━━━ Supplied information

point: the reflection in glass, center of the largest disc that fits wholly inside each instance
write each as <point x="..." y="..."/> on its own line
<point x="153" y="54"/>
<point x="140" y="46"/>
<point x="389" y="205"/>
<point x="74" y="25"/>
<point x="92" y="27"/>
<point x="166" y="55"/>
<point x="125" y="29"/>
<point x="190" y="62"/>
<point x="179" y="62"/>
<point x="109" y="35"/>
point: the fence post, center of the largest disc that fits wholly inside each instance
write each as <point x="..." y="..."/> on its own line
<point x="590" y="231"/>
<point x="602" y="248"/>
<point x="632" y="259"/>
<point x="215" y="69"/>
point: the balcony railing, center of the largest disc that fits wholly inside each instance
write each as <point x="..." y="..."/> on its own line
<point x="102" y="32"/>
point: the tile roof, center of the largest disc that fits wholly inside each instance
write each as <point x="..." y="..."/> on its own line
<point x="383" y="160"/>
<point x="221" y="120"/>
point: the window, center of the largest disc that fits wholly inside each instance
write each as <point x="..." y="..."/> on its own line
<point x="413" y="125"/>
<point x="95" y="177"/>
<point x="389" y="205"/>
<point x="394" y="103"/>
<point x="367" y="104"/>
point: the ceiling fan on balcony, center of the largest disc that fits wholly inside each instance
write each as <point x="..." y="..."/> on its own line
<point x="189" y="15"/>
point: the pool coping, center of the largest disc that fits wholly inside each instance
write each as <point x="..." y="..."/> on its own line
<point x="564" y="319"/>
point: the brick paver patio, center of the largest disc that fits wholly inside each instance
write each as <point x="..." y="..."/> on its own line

━━━━━━

**Activity:** Write down, word for word, the lines above from the one containing "point: the balcony" through the one containing "point: the window, center", both ends included.

**Written answer:**
point: the balcony railing, center of the largest disc that fits wholly inside each instance
write each as <point x="..." y="..."/> on its own line
<point x="102" y="32"/>
point: the tile roof, center of the largest disc that fits wholly inside each instance
write each as <point x="..." y="..."/> on its own line
<point x="383" y="160"/>
<point x="221" y="120"/>
point: the window, center of the largest disc that fits wholly inside each instance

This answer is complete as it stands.